╭─ GIVEN TEXT
HOOK: set-os-env os ( value key -- )

HOOK: unset-os-env os ( key -- )

HOOK: (os-envs) os ( -- seq )

HOOK: (set-os-envs) os ( seq -- )

: os-envs ( -- assoc )
(os-envs) [ "=" split1 ] H{ } map>assoc ;

: set-os-envs ( assoc -- )
[ "=" swap 3append ] { } assoc>map (set-os-envs) ;

{
{ [ os unix? ] [ "environment.unix" require ] }
{ [ os winnt? ] [ "environment.winnt" require ] }
{ [ os wince? ] [ ] }
} cond

Unix environment variables, before and after

DEFINE_PRIMITIVE(os_env)
{
char *name = unbox_char_string();
char *value = getenv(name);
if(value == NULL)
dpush(F);
else
box_char_string(value);
}

DEFINE_PRIMITIVE(os_envs)
{
GROWABLE_ARRAY(result);
REGISTER_ROOT(result);
char **env = environ;

while(*env)
{
CELL string = tag_object(from_char_string(*env));
GROWABLE_ARRAY_ADD(result,string);
env++;
}

UNREGISTER_ROOT(result);
GROWABLE_ARRAY_TRIM(result);
dpush(result);
}

DEFINE_PRIMITIVE(set_os_env)
╰─
# [EXERCISE TASK]
Reproduce everything from "HOOK: set-os-env os" down to "( -- assoc )" in the environment-variable code above, with every line unchanged.
╭─ DATASET EXCERPT
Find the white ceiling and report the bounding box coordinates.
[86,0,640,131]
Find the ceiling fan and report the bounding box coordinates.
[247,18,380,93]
╰─
# [ANSWER BELOW]
HOOK: set-os-env os ( value key -- )

HOOK: unset-os-env os ( key -- )

HOOK: (os-envs) os ( -- seq )

HOOK: (set-os-envs) os ( seq -- )

: os-envs ( -- assoc )